(Referring expression pointing data)
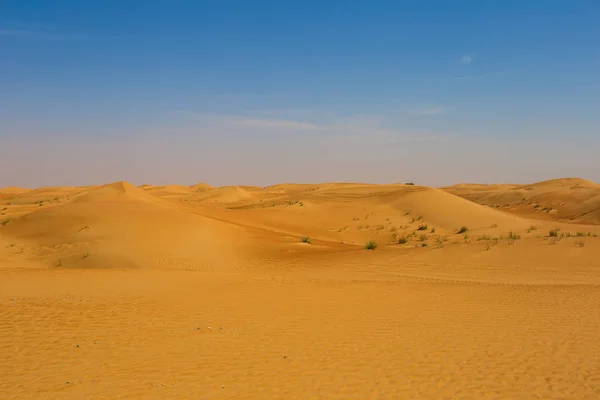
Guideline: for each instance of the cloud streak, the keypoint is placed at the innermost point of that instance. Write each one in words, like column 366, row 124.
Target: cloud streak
column 427, row 111
column 280, row 124
column 34, row 34
column 466, row 59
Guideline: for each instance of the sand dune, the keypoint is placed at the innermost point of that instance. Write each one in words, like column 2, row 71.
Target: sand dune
column 118, row 291
column 571, row 200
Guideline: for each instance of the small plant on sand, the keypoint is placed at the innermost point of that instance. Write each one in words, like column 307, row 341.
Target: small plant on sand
column 370, row 245
column 513, row 236
column 439, row 242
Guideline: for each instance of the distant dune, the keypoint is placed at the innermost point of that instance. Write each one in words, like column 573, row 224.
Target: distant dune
column 571, row 200
column 332, row 290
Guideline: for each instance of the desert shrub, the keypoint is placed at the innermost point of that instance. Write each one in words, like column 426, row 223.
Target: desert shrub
column 531, row 228
column 513, row 236
column 370, row 245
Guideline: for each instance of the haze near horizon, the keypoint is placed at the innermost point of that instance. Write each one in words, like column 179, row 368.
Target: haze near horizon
column 257, row 94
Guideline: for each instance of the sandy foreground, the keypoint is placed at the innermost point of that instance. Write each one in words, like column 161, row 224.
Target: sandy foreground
column 176, row 292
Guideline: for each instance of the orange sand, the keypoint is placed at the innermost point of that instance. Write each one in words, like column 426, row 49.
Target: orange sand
column 178, row 292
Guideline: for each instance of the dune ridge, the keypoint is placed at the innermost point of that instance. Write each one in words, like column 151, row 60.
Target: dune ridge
column 243, row 292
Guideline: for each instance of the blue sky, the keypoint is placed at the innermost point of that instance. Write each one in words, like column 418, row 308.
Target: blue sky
column 262, row 92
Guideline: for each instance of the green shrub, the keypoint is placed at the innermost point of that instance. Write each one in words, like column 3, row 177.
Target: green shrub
column 370, row 245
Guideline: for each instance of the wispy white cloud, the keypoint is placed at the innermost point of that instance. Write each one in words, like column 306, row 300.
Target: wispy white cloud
column 35, row 34
column 469, row 78
column 466, row 59
column 427, row 111
column 274, row 124
column 365, row 128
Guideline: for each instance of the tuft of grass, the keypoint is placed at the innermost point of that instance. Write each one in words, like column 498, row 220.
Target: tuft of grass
column 513, row 236
column 370, row 245
column 439, row 242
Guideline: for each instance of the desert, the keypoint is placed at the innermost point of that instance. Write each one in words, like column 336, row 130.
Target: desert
column 300, row 291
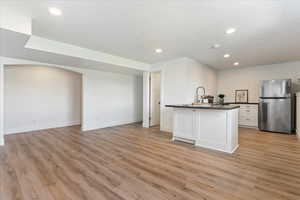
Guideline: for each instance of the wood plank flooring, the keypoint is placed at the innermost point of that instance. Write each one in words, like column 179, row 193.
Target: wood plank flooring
column 129, row 162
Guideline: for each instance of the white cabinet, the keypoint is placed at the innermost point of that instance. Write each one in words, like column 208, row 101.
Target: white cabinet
column 248, row 116
column 184, row 125
column 209, row 128
column 298, row 115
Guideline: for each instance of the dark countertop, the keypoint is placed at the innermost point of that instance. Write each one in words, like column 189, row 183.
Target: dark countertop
column 251, row 103
column 205, row 106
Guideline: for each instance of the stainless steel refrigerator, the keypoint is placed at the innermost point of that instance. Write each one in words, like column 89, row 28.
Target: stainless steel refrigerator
column 276, row 106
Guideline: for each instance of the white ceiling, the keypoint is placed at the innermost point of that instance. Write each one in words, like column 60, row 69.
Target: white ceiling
column 267, row 30
column 12, row 45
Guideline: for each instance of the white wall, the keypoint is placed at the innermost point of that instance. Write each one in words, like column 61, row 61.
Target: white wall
column 1, row 103
column 111, row 99
column 250, row 77
column 179, row 80
column 37, row 97
column 96, row 93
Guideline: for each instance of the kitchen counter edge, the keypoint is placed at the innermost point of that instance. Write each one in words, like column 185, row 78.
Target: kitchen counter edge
column 215, row 107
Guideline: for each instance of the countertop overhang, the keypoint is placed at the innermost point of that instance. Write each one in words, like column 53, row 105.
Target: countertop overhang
column 205, row 106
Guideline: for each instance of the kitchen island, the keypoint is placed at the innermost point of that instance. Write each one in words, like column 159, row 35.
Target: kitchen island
column 207, row 125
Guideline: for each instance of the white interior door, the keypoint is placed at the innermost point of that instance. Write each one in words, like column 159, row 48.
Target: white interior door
column 155, row 99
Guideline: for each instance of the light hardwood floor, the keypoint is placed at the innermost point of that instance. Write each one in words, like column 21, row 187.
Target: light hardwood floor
column 129, row 162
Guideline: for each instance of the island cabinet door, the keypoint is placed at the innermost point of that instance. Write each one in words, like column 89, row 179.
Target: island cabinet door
column 212, row 129
column 184, row 124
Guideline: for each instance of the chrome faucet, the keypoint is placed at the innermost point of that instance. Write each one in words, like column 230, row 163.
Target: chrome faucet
column 197, row 94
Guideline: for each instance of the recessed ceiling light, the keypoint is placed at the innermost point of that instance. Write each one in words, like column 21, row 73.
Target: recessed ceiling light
column 55, row 11
column 230, row 30
column 158, row 50
column 216, row 46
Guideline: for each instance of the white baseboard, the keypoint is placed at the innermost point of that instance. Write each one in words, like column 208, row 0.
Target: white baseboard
column 40, row 127
column 1, row 140
column 97, row 125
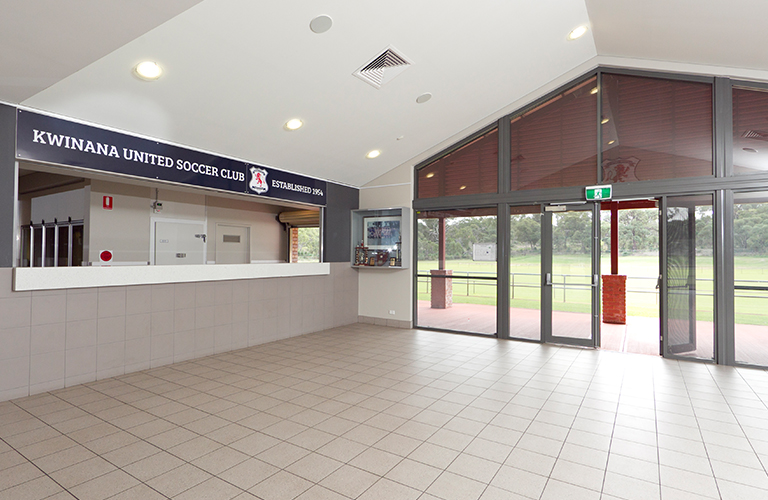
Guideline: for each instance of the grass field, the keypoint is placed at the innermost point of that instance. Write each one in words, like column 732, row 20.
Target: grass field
column 642, row 296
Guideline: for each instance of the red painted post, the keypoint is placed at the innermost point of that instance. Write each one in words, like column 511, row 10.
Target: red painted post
column 615, row 237
column 441, row 243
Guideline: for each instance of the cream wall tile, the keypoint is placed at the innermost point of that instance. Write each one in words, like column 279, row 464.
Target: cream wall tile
column 240, row 291
column 47, row 338
column 204, row 316
column 82, row 306
column 163, row 298
column 222, row 314
column 14, row 374
column 112, row 302
column 204, row 341
column 240, row 312
column 223, row 338
column 48, row 308
column 205, row 294
column 46, row 367
column 110, row 358
column 111, row 329
column 80, row 362
column 239, row 335
column 81, row 333
column 184, row 295
column 138, row 299
column 15, row 342
column 16, row 311
column 183, row 345
column 137, row 354
column 161, row 347
column 138, row 326
column 162, row 322
column 223, row 293
column 183, row 320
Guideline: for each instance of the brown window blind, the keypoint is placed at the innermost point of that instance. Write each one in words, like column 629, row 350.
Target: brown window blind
column 655, row 128
column 750, row 131
column 555, row 144
column 471, row 169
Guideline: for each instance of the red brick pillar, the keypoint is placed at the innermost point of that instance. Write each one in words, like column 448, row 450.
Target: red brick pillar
column 294, row 244
column 442, row 288
column 615, row 299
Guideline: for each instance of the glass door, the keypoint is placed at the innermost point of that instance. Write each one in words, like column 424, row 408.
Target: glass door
column 570, row 274
column 456, row 270
column 525, row 272
column 688, row 294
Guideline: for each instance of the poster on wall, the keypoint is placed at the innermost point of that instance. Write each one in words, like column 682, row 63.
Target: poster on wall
column 47, row 139
column 381, row 232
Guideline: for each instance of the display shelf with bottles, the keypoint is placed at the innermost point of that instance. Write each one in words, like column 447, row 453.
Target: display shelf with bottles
column 381, row 238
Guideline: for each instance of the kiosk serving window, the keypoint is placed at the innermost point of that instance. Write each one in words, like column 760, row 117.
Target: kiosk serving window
column 75, row 221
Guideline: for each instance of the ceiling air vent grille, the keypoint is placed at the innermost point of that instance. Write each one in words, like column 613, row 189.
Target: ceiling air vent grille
column 383, row 68
column 756, row 134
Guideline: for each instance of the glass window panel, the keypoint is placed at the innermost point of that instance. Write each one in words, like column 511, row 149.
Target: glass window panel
column 572, row 274
column 525, row 272
column 555, row 144
column 456, row 263
column 63, row 250
column 750, row 131
column 690, row 277
column 655, row 129
column 750, row 245
column 471, row 169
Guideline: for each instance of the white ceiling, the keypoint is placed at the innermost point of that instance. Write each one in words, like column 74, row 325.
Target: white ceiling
column 236, row 70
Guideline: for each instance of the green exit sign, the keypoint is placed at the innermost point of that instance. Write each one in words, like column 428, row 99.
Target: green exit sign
column 597, row 193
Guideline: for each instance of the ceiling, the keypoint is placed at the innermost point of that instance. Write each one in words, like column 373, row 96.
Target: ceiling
column 236, row 70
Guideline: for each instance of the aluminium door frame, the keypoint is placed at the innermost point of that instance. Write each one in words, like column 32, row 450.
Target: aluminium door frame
column 547, row 290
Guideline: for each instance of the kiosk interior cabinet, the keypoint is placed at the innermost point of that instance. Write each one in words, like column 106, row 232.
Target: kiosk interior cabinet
column 381, row 238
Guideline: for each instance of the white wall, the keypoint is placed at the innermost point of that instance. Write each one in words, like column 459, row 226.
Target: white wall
column 51, row 339
column 268, row 239
column 59, row 206
column 383, row 290
column 124, row 230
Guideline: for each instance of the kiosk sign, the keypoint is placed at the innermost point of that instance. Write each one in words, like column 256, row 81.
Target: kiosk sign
column 53, row 140
column 598, row 193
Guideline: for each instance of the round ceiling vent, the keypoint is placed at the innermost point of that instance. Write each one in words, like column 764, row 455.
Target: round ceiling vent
column 321, row 24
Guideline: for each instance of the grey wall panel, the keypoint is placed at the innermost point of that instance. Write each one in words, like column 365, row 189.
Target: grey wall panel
column 340, row 200
column 7, row 182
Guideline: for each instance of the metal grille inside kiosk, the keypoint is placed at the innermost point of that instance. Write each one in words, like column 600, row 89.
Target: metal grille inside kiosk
column 52, row 244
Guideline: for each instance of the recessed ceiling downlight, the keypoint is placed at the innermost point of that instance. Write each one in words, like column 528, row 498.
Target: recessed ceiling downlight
column 148, row 70
column 577, row 32
column 293, row 124
column 321, row 24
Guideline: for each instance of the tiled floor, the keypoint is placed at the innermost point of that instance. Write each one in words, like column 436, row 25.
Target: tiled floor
column 375, row 413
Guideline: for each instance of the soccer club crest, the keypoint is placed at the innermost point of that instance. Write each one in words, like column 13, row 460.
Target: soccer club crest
column 258, row 182
column 620, row 169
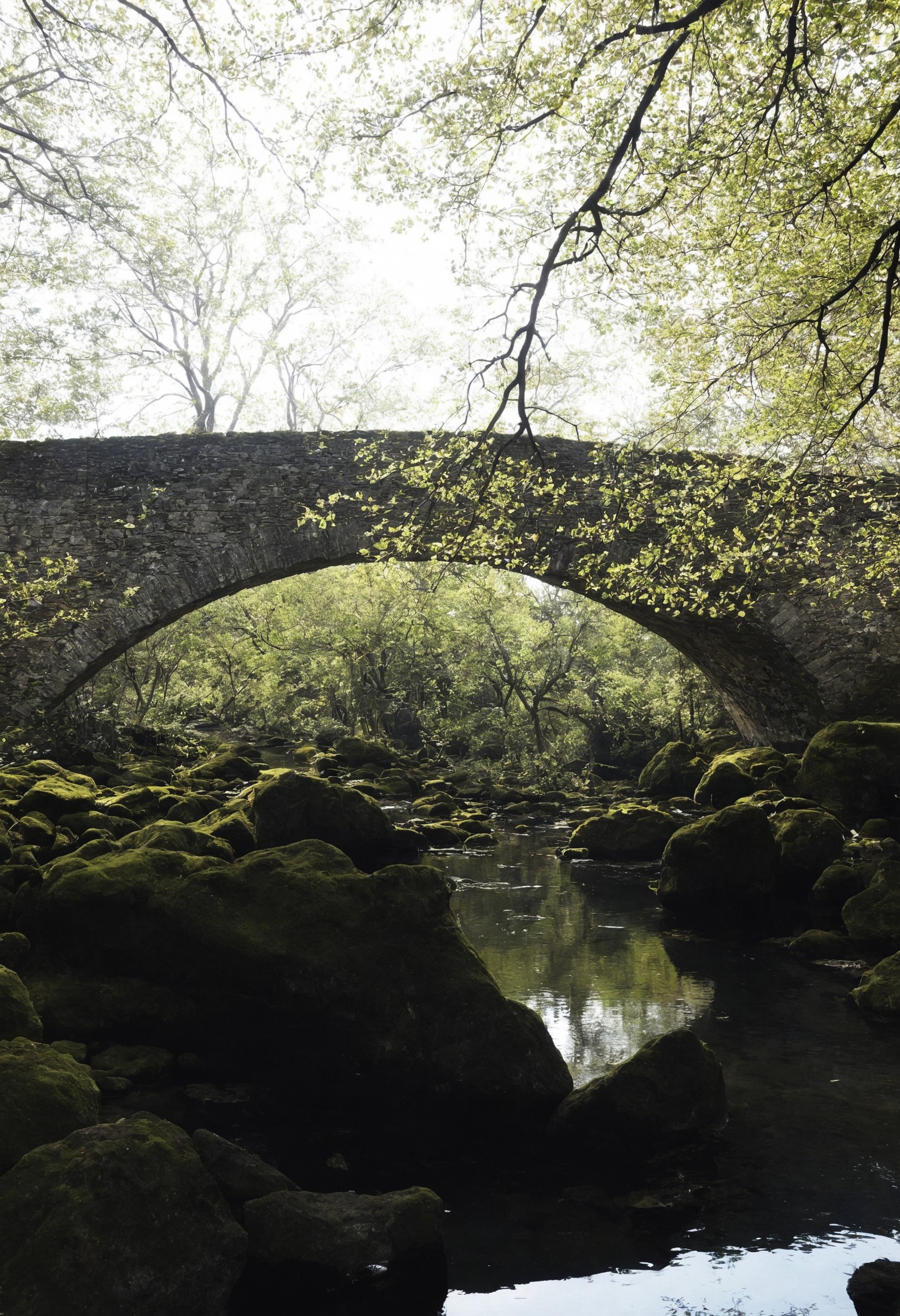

▶ What the task asks: The lines from the start of the records above through the line that holds "Guideline: for each instance of the small" are to be copied exactly, both ends included, and no pictures are to be copied.

▶ Task answer:
Guideline: for each instance of the cloud streak, the keypoint is placed at the innermost point of that instance. Write each one in words, like column 366, row 124.
Target: cloud streak
column 427, row 111
column 280, row 124
column 34, row 34
column 466, row 59
Guideline: for each instance of the sand dune, the keypoint is placed at the innermost point of that instance. Write each one in words, like column 2, row 71.
Target: sand dune
column 118, row 291
column 571, row 200
Guideline: for each instance of the small plant on sand, the keypoint is placed at the innermost point of that instance. Write each one in words, like column 307, row 341.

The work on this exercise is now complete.